----- Records for the task
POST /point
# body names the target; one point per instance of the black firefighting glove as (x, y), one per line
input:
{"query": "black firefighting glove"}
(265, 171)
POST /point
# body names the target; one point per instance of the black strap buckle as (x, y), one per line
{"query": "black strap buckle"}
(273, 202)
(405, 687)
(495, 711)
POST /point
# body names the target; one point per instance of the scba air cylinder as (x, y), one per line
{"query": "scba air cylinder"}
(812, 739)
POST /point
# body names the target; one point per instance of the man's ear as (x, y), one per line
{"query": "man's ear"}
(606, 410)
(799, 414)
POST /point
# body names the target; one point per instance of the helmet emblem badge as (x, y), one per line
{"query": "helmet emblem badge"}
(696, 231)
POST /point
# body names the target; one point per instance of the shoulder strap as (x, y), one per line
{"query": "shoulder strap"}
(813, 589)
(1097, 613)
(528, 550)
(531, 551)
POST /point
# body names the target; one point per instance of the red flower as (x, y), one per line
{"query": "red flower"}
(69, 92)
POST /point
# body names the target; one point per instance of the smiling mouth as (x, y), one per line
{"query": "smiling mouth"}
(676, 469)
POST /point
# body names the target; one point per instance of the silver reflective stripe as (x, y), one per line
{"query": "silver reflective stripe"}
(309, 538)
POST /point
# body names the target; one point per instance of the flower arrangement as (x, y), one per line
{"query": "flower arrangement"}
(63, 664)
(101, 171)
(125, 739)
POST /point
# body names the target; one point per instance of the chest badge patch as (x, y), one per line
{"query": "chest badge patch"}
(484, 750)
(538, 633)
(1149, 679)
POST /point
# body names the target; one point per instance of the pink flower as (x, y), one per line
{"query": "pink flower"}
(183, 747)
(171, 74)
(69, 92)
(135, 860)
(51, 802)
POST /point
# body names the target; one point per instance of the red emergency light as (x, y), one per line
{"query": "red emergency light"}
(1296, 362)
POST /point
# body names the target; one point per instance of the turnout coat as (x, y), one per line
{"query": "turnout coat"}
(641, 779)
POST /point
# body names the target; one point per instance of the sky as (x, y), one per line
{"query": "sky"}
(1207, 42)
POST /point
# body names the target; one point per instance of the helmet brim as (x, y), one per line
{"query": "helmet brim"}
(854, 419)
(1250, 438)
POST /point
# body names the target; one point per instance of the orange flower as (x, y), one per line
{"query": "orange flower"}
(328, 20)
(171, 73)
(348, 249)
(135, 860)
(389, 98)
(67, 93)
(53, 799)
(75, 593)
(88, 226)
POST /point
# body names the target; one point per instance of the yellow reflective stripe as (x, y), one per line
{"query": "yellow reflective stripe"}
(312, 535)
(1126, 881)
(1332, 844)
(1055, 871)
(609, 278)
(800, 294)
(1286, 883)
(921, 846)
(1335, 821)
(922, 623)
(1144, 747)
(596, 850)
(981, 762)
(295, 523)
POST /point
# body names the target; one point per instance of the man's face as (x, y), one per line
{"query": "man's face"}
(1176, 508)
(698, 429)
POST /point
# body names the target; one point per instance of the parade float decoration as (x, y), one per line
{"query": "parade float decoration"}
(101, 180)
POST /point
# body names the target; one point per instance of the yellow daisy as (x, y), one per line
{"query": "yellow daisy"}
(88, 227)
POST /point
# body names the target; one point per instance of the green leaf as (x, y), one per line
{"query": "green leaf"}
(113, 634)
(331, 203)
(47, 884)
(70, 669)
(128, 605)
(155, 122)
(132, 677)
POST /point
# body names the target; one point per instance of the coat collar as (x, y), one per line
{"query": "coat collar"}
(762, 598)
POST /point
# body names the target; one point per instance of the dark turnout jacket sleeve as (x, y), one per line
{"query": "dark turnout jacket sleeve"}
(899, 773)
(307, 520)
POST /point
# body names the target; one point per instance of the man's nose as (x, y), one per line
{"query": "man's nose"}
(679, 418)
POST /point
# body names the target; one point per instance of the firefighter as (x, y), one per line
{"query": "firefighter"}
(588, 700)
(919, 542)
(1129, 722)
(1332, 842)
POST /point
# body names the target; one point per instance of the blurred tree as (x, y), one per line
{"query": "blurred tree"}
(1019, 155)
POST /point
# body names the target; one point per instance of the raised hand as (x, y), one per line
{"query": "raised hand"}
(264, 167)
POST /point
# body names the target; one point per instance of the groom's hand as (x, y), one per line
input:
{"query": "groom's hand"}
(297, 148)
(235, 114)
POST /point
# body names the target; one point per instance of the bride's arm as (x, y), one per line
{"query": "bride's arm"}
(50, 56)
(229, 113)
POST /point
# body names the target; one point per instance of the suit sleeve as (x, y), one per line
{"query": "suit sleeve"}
----------
Short problem
Extract all of the data above and output it character for character.

Response for this exercise
POST /point
# body names the target; one point per instance of the black firefighting glove as (x, y), one per line
input:
{"query": "black firefighting glove"}
(265, 171)
POST /point
# body names the target; one point per instance of the black strap buckle as (x, y), one per line
{"query": "black strap buckle"}
(273, 202)
(405, 687)
(495, 711)
POST /point
# body names the target; one point per instance of the scba air cylinder as (x, y), one per line
{"query": "scba air cylinder"}
(812, 739)
POST /point
# body names the target; one point per instance of the man's ear as (x, y), one per line
{"query": "man's ear"}
(606, 410)
(799, 414)
POST /point
# body names the target; one point per instance of the helmet emblem badge as (x, y), one per line
{"query": "helmet emblem badge"}
(696, 231)
POST /point
# body names the target; one point per instance of the shoulder strap as (x, y), one per line
{"query": "shoulder strap"}
(813, 589)
(1097, 613)
(528, 550)
(531, 551)
POST /point
# body names the target; one point per instance of the red flower as (x, y), one per line
{"query": "red flower"}
(69, 92)
POST /point
# body names the target; one point per instance of the smiling mouth as (x, y), one per line
{"query": "smiling mouth"}
(676, 469)
POST /point
# body names the target; one point per instance of the silver reflective stripe as (x, y), one per line
{"query": "silver reflective stripe"}
(309, 538)
POST /point
# body names the target; one point per instance of the flower arrangement as (x, y), one per line
{"query": "flower arrangement"}
(63, 664)
(101, 171)
(125, 739)
POST /point
# body names the target; one point per instance of the chest badge patch as (x, y), one per line
{"query": "chest badge patch"}
(484, 750)
(538, 633)
(1149, 679)
POST /point
# body names the target; one point per instance of the pink flower as (x, y), one per line
{"query": "pink flower"}
(183, 747)
(171, 74)
(69, 92)
(135, 860)
(51, 802)
POST /point
# body names the target; one point per instance of the red emergency light as (x, y), one per line
{"query": "red emergency light"}
(1296, 362)
POST /point
# body names the target; one point per instance of the turnout coat as (x, y), one per line
{"query": "turnout coat"}
(641, 779)
POST /point
# body names the target; one point per instance of the sky as (x, y), one per line
{"query": "sky"}
(1207, 42)
POST /point
# body names the target; one point per instance of the helmet brim as (x, y), one per line
{"query": "helmet brim"}
(854, 419)
(1250, 438)
POST /point
# body names the target; one point per instance of the orange flower as (x, y), one per line
{"query": "orange flower"}
(328, 20)
(171, 73)
(348, 249)
(135, 860)
(389, 98)
(67, 93)
(53, 799)
(75, 593)
(88, 226)
POST /point
# body names the target; one point per instance of the yellow reflective stripe as (x, y), one per line
{"query": "yellow reflective stripe"}
(312, 535)
(1126, 881)
(1332, 844)
(1055, 871)
(609, 278)
(800, 294)
(1286, 883)
(921, 846)
(1335, 821)
(922, 623)
(1144, 747)
(596, 850)
(981, 762)
(295, 523)
POST /point
# body names the target; one point per instance of the man's face as (x, y), one per line
{"query": "man's face"}
(1176, 508)
(698, 429)
POST /point
# body names the target; one point per instance of the parade float decoration as (x, y), one per line
{"query": "parade float decoration"}
(101, 180)
POST /point
# body names the target; one point per instance of the yellow daisy as (x, y), one per line
{"query": "yellow daisy"}
(88, 227)
POST /point
# body names the target; one point per instance of the green leaf as (x, y), one per line
{"query": "green leaf"}
(113, 634)
(331, 203)
(47, 884)
(70, 669)
(128, 605)
(155, 122)
(132, 677)
POST /point
# body names the target; one point per instance of the coat collar as (x, y), one per line
{"query": "coat collar"}
(762, 598)
POST /point
# body names the target; one point per instance of the dark turnout jacket sleeve as (x, y), one per line
{"query": "dark turnout jacket sleeve"}
(899, 773)
(307, 520)
POST /point
# body names the target; one point per instance of the man's nose as (x, y), one per line
{"query": "man's nose"}
(679, 418)
POST /point
# body names the target; one point per instance of the firefighter as (x, y), one per line
{"query": "firefighter"}
(588, 700)
(919, 542)
(1129, 722)
(1332, 842)
POST /point
# body names the target; one point per instance of the blurred tree as (x, y), one per line
{"query": "blurred tree"}
(1019, 155)
POST /point
# body names the target; one point per instance of the raised hand as (x, y), one per line
{"query": "raised hand"}
(264, 167)
POST /point
# body names the target; one point per instance of the groom's hand as (x, y), one per line
input:
{"query": "groom's hand"}
(297, 148)
(235, 114)
POST /point
# body names the target; one point per instance of the bride's arm as (x, y), one per line
{"query": "bride's arm"}
(50, 56)
(229, 113)
POST /point
# body names the target; one point per instance of the suit sleeve as (x, y), one per line
{"query": "suit sleeve"}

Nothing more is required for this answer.